The request: Print every one of the rows below verbatim, changing nothing.

(Labeled-object pointing entries)
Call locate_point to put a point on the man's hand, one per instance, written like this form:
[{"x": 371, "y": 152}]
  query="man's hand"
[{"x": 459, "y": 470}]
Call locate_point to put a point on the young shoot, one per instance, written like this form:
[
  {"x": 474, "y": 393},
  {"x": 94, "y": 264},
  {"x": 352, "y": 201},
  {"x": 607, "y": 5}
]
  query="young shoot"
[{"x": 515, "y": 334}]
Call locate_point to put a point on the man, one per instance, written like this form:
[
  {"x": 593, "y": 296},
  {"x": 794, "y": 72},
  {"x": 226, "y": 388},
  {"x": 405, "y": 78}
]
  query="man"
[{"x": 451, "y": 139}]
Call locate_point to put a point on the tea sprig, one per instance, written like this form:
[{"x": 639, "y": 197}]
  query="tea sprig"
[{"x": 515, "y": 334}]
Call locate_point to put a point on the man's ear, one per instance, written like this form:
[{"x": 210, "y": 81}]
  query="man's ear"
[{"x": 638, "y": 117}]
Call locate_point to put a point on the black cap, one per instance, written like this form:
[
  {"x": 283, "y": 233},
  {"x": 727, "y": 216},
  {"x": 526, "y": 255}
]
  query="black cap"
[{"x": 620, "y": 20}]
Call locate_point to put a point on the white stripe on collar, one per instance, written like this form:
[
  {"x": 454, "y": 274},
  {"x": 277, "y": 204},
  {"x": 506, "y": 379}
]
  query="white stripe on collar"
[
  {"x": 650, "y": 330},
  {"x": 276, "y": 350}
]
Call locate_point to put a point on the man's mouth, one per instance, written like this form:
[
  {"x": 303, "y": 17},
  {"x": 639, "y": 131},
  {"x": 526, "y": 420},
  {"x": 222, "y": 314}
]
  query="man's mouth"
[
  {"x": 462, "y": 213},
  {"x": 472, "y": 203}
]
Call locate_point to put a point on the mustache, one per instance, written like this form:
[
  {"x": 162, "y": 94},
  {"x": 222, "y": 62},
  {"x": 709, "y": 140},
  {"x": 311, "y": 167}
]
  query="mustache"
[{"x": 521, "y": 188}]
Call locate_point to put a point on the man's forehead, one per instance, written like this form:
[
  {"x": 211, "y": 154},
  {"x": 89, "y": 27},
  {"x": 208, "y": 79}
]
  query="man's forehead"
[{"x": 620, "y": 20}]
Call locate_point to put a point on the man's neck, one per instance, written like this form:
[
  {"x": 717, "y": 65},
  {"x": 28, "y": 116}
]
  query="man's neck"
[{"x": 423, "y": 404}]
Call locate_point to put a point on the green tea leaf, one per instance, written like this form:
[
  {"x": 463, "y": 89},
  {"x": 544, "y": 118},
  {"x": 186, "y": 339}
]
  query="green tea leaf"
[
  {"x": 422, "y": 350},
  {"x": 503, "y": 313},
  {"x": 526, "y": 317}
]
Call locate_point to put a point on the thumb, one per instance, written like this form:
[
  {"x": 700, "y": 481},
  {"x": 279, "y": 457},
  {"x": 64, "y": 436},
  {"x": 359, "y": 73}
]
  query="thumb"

The result:
Call locate_point to put a point on the man's hand, one per instance, written like this form:
[{"x": 371, "y": 152}]
  query="man's hand"
[{"x": 459, "y": 470}]
Call locate_point to put a point on the young shoot, one per instance, written like this form:
[
  {"x": 474, "y": 393},
  {"x": 94, "y": 264},
  {"x": 352, "y": 201},
  {"x": 607, "y": 5}
]
  query="young shoot"
[{"x": 515, "y": 334}]
Call locate_point to put a point on the man, one per instance, written like this form:
[
  {"x": 593, "y": 296},
  {"x": 794, "y": 72},
  {"x": 226, "y": 388},
  {"x": 405, "y": 78}
]
  query="man"
[{"x": 451, "y": 139}]
Call locate_point to put a point on the tea sprig, one per instance, written like this form:
[{"x": 639, "y": 197}]
  query="tea sprig"
[{"x": 515, "y": 334}]
Call locate_point to put a point on the man's ear, one per instance, written like this form:
[{"x": 210, "y": 81}]
  query="man's ear"
[{"x": 638, "y": 117}]
Call locate_point to put a point on the black cap, one per instance, written like this form:
[
  {"x": 283, "y": 233},
  {"x": 727, "y": 216},
  {"x": 526, "y": 255}
]
  query="black cap"
[{"x": 620, "y": 20}]
Call locate_point to put a point on the white stripe on collar, one per instance, written like this form:
[
  {"x": 454, "y": 274},
  {"x": 277, "y": 204},
  {"x": 506, "y": 379}
]
  query="white stripe on collar"
[
  {"x": 650, "y": 330},
  {"x": 276, "y": 350}
]
Call locate_point to put a point on the man's mouth, one per instance, written like this form:
[
  {"x": 303, "y": 17},
  {"x": 639, "y": 131},
  {"x": 526, "y": 420},
  {"x": 222, "y": 314}
]
  query="man's mouth"
[
  {"x": 462, "y": 213},
  {"x": 472, "y": 203}
]
Call locate_point to put a point on the mustache, one per instance, written like this form:
[
  {"x": 162, "y": 94},
  {"x": 222, "y": 62},
  {"x": 709, "y": 140},
  {"x": 311, "y": 167}
]
  query="mustache"
[{"x": 521, "y": 188}]
Call locate_point to put a point on the man's forehead, one per instance, written like this form:
[
  {"x": 211, "y": 154},
  {"x": 89, "y": 27},
  {"x": 208, "y": 79}
]
  query="man's forehead"
[{"x": 620, "y": 20}]
Call locate_point to put a point on the man's neck, one per instance, written like this form:
[
  {"x": 717, "y": 65},
  {"x": 28, "y": 116}
]
  query="man's neck"
[{"x": 423, "y": 404}]
Call locate_point to put a point on the green tea leaf, one per instance, written like this form:
[
  {"x": 463, "y": 89},
  {"x": 544, "y": 118},
  {"x": 186, "y": 339}
]
  query="green tea leaf"
[
  {"x": 422, "y": 350},
  {"x": 503, "y": 313},
  {"x": 526, "y": 317}
]
Call locate_point to put a point on the thumb, one per instance, written like this form:
[
  {"x": 700, "y": 481},
  {"x": 279, "y": 457},
  {"x": 64, "y": 436},
  {"x": 359, "y": 73}
]
  query="thumb"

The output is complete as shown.